Exercise description.
Copy every one of the rows below back word for word, without changing anything.

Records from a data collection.
§

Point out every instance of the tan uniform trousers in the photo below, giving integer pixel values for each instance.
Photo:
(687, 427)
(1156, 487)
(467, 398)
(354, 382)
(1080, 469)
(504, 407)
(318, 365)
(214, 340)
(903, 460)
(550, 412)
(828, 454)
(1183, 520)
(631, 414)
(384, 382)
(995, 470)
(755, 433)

§

Answer for the task.
Point out every instance of the tan uniform trousers in the photo below, giving integer pixel values for each instance.
Photo:
(687, 427)
(1156, 487)
(467, 398)
(354, 382)
(1080, 469)
(504, 407)
(318, 365)
(214, 340)
(903, 460)
(550, 412)
(828, 454)
(1183, 520)
(631, 414)
(384, 382)
(995, 470)
(755, 433)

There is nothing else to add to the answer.